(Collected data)
-=-=-

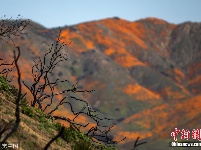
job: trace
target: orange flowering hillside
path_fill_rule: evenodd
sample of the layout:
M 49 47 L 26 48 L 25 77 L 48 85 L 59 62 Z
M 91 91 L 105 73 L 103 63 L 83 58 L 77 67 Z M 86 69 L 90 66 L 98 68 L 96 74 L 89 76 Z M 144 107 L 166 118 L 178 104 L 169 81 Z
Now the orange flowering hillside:
M 28 85 L 33 82 L 33 60 L 48 52 L 59 30 L 68 60 L 55 68 L 50 79 L 68 79 L 81 90 L 95 90 L 68 94 L 100 109 L 100 117 L 114 119 L 104 124 L 114 125 L 115 140 L 127 137 L 119 149 L 131 149 L 138 136 L 148 142 L 139 149 L 168 149 L 175 127 L 200 128 L 201 23 L 176 25 L 157 18 L 127 21 L 117 17 L 53 29 L 34 23 L 26 29 L 31 34 L 13 38 L 22 51 L 19 66 Z M 0 41 L 1 58 L 12 61 L 13 49 L 12 44 Z M 61 84 L 55 91 L 72 84 Z M 29 91 L 23 90 L 31 102 Z M 62 98 L 58 96 L 54 106 Z M 69 101 L 80 109 L 79 103 Z M 67 105 L 54 114 L 73 119 Z M 95 126 L 84 115 L 77 121 Z

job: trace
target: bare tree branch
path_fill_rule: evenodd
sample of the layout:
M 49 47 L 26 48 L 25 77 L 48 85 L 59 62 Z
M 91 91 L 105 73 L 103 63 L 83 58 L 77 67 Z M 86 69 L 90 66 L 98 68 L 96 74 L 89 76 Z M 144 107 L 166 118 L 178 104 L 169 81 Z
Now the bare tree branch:
M 63 37 L 60 37 L 59 33 L 59 38 L 51 45 L 49 51 L 45 53 L 44 57 L 38 57 L 38 61 L 33 60 L 34 65 L 32 67 L 32 76 L 34 83 L 31 87 L 23 82 L 34 97 L 34 100 L 31 102 L 31 106 L 35 107 L 36 104 L 38 104 L 38 108 L 41 111 L 45 111 L 45 109 L 52 104 L 53 98 L 56 95 L 62 94 L 54 93 L 54 88 L 58 85 L 58 83 L 69 82 L 68 80 L 60 81 L 59 79 L 55 82 L 51 82 L 49 77 L 57 65 L 68 59 L 67 55 L 62 53 L 63 47 L 67 45 L 65 43 L 61 43 L 62 38 Z M 51 92 L 47 93 L 47 90 L 50 90 Z M 63 91 L 63 93 L 65 92 L 67 91 Z M 43 109 L 42 103 L 47 98 L 50 98 L 50 103 Z
M 4 17 L 6 17 L 4 15 Z M 18 15 L 15 20 L 10 17 L 9 19 L 2 18 L 0 20 L 0 39 L 5 41 L 6 43 L 9 43 L 9 40 L 11 40 L 14 43 L 14 40 L 12 39 L 13 36 L 21 36 L 23 35 L 23 30 L 27 27 L 31 26 L 30 20 L 22 20 L 21 16 Z M 14 44 L 15 46 L 15 44 Z
M 0 67 L 1 67 L 0 75 L 7 78 L 8 74 L 15 68 L 14 62 L 15 60 L 13 60 L 11 63 L 8 63 L 7 61 L 1 58 L 0 59 Z

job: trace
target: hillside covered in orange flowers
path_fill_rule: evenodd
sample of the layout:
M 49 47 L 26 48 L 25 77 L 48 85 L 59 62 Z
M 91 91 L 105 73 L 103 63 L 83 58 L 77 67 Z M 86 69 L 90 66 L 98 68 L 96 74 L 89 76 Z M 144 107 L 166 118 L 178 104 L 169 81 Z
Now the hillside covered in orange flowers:
M 67 78 L 81 89 L 95 90 L 79 97 L 114 119 L 113 138 L 127 137 L 120 149 L 131 148 L 138 136 L 148 142 L 139 149 L 167 149 L 174 128 L 200 128 L 201 23 L 117 17 L 52 29 L 33 23 L 26 29 L 31 34 L 14 37 L 27 84 L 33 80 L 32 60 L 47 52 L 59 30 L 66 37 L 61 42 L 71 44 L 65 47 L 68 61 L 52 79 Z M 13 48 L 0 41 L 0 56 L 11 60 Z M 71 115 L 65 106 L 55 114 Z M 78 120 L 90 122 L 84 116 Z

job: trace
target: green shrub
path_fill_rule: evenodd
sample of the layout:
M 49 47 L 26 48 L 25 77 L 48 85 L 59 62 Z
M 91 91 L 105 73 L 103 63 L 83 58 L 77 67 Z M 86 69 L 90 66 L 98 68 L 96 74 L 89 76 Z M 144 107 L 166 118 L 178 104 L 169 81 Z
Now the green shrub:
M 62 124 L 55 122 L 52 127 L 53 129 L 60 131 Z M 73 150 L 116 150 L 115 147 L 94 144 L 90 137 L 86 136 L 83 132 L 76 130 L 72 125 L 69 128 L 64 128 L 61 138 L 67 143 L 70 143 Z
M 8 85 L 6 78 L 2 76 L 0 76 L 0 88 L 4 91 L 8 91 L 11 89 L 10 85 Z
M 62 125 L 59 122 L 54 122 L 52 128 L 55 129 L 56 131 L 60 131 L 62 128 Z
M 29 116 L 29 117 L 34 117 L 34 113 L 33 110 L 29 107 L 21 107 L 21 111 L 23 114 Z
M 90 141 L 90 138 L 86 136 L 84 133 L 76 130 L 72 125 L 69 128 L 65 128 L 62 138 L 68 143 L 74 141 Z
M 32 107 L 32 109 L 35 111 L 35 113 L 36 113 L 36 119 L 40 122 L 40 123 L 42 123 L 42 124 L 44 124 L 44 127 L 46 126 L 47 128 L 49 128 L 49 126 L 50 126 L 50 123 L 48 122 L 48 119 L 47 119 L 47 115 L 44 113 L 44 112 L 42 112 L 41 110 L 39 110 L 39 109 L 37 109 L 37 108 L 34 108 L 34 107 Z
M 75 142 L 71 146 L 72 150 L 93 150 L 94 146 L 91 144 L 91 142 Z
M 55 141 L 58 145 L 62 146 L 65 148 L 65 144 L 63 143 L 62 139 L 61 138 L 57 138 L 56 141 Z
M 21 100 L 20 106 L 21 106 L 21 112 L 23 114 L 25 114 L 31 118 L 34 117 L 33 109 L 28 106 L 28 102 L 26 99 Z
M 14 96 L 18 96 L 18 89 L 12 85 L 11 89 L 9 89 L 9 91 L 14 95 Z

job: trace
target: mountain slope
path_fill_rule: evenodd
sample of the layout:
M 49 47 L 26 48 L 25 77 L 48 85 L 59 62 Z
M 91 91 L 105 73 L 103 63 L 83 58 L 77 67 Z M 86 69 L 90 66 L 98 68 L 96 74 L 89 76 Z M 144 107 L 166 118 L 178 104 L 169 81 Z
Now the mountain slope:
M 7 126 L 7 129 L 11 129 L 11 122 L 15 120 L 15 97 L 16 96 L 9 90 L 4 91 L 0 86 L 0 127 L 2 128 Z M 37 118 L 36 115 L 38 115 L 37 112 L 34 110 L 28 112 L 28 109 L 26 113 L 20 113 L 21 121 L 19 127 L 17 131 L 8 138 L 7 142 L 18 144 L 20 150 L 43 149 L 46 144 L 57 135 L 58 131 L 54 127 L 53 122 L 41 116 Z M 52 143 L 49 149 L 70 150 L 71 146 L 67 144 L 66 141 L 59 138 L 56 142 Z
M 15 41 L 23 50 L 22 75 L 29 84 L 31 60 L 45 53 L 59 29 L 27 31 L 31 35 Z M 135 22 L 107 18 L 66 26 L 61 35 L 66 36 L 62 42 L 72 41 L 64 50 L 69 60 L 58 67 L 52 79 L 67 78 L 78 81 L 81 89 L 95 89 L 79 96 L 100 109 L 101 116 L 116 119 L 112 135 L 116 139 L 127 136 L 122 146 L 138 135 L 152 149 L 153 139 L 155 143 L 164 139 L 167 146 L 175 127 L 199 128 L 200 32 L 201 23 L 175 25 L 156 18 Z M 1 42 L 0 48 L 0 54 L 9 59 L 7 52 L 12 47 Z M 57 114 L 68 115 L 66 108 Z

-=-=-

» Your objective
Your answer should hold every line of the entries that contains the string "target".

» Expected answer
target: orange flowering hillside
target: bare tree branch
target: hillside covered in orange flowers
target: green shrub
target: mountain slope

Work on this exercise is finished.